SET TASK
Copy everything below from the line containing "Note: point to every instance of the asphalt" down to the line containing "x=373, y=195", including both of those lines, without changing anything.

# INFORMATION SUPPLIED start

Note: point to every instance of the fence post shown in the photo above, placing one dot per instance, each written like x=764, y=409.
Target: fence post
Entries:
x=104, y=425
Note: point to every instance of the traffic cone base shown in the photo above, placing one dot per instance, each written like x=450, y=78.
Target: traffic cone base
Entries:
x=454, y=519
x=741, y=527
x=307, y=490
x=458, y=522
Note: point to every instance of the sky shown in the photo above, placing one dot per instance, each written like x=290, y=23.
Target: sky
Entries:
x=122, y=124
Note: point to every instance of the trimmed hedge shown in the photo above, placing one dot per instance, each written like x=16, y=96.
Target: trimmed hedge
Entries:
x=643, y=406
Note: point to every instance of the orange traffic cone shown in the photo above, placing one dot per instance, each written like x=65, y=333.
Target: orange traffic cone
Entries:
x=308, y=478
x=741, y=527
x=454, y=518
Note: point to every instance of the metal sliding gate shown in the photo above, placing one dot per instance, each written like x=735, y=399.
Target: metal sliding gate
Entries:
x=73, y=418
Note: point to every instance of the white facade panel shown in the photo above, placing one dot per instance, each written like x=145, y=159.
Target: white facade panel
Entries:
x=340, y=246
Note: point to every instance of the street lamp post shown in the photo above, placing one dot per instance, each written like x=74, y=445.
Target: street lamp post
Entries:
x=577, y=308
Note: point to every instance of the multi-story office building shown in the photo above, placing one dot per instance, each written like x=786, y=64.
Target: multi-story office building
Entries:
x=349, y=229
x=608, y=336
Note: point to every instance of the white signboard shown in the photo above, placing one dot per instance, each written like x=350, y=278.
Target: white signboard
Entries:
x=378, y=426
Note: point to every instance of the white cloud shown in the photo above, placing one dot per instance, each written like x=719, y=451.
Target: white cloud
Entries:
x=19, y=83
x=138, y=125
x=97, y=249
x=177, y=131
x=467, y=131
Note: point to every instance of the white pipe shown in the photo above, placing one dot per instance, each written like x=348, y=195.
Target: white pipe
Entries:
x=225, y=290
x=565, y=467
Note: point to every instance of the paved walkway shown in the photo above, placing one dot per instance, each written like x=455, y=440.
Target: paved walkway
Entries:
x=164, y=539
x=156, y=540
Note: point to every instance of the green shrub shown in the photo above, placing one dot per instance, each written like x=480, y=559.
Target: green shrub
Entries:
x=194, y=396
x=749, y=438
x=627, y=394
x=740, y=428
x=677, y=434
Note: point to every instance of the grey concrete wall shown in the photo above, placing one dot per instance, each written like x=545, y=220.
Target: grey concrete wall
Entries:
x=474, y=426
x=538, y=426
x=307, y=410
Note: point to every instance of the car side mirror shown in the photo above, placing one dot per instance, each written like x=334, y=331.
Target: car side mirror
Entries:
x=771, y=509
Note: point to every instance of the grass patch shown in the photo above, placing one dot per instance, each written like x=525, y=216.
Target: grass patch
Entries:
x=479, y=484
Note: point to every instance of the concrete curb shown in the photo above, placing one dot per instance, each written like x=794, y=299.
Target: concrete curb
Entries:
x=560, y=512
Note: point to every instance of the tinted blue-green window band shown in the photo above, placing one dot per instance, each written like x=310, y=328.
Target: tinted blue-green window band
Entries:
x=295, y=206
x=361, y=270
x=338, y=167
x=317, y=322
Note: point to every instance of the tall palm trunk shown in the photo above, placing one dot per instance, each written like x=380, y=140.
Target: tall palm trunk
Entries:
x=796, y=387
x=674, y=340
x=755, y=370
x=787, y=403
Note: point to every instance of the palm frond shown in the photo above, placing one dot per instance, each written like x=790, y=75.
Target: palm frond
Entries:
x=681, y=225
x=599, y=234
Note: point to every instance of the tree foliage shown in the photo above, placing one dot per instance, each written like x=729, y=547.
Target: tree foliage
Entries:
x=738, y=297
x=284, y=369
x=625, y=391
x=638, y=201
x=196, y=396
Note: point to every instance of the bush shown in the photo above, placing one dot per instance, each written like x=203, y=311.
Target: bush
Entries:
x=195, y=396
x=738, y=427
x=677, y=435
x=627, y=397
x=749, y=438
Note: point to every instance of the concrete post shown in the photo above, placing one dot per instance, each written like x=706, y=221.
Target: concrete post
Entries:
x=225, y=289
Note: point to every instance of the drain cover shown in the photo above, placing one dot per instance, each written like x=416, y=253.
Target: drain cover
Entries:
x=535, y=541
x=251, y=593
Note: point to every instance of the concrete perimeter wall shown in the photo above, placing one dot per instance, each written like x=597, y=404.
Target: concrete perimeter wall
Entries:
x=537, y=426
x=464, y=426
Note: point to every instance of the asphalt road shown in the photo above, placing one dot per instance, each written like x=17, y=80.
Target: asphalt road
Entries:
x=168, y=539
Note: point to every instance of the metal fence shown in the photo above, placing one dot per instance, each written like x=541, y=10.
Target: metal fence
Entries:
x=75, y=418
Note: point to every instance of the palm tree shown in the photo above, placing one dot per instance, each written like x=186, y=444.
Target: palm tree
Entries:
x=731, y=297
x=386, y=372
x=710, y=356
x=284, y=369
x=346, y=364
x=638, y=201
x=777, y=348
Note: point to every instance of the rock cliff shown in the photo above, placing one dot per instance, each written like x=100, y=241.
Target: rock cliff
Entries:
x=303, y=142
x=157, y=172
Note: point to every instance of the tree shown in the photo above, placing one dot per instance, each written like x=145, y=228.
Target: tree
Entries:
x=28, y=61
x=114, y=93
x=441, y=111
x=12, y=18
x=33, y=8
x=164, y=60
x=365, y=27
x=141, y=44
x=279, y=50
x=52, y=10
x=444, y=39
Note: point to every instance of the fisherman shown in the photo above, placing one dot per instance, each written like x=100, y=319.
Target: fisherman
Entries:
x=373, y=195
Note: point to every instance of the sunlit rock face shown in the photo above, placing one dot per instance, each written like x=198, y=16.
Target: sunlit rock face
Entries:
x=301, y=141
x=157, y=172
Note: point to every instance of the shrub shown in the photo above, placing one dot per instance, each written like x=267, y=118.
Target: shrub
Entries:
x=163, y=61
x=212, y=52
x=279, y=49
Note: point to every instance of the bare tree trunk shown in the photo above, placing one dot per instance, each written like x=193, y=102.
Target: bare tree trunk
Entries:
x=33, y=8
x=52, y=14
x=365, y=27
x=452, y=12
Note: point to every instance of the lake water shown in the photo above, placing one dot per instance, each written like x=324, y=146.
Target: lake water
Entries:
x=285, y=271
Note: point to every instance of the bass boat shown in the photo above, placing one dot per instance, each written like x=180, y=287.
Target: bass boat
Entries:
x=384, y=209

# INFORMATION SUPPLIED end

COMPLETE OUTPUT
Note: point to every instance of the asphalt road shown in the photo above, placing one dot per instance, each written like x=17, y=80.
Target: asphalt road
Entries:
x=168, y=539
Note: point to every instance of the metal fence shown in the photo above, placing one dot per instance, each written like x=541, y=10.
Target: metal fence
Entries:
x=75, y=418
Note: point to every instance of the palm tree shown in the photo above, placing one dot per instance, each written like x=186, y=444.
Target: palm tree
Entries:
x=731, y=297
x=386, y=372
x=710, y=356
x=284, y=369
x=346, y=364
x=638, y=201
x=777, y=348
Note: point to every instance of the rock cliff shown in the photo above, placing one dot per instance, each written like x=100, y=241.
Target: rock cliff
Entries:
x=303, y=142
x=157, y=172
Note: point to every instance of the tree shown in the photo above, placing one dot per instance, each written like x=145, y=228.
Target: tree
Entries:
x=28, y=61
x=114, y=93
x=441, y=111
x=12, y=18
x=33, y=8
x=164, y=60
x=365, y=27
x=141, y=44
x=279, y=50
x=52, y=10
x=444, y=39
Note: point to every instance of the fisherman shown in the photo above, placing one dot per instance, each written like x=100, y=319.
Target: fisherman
Entries:
x=373, y=195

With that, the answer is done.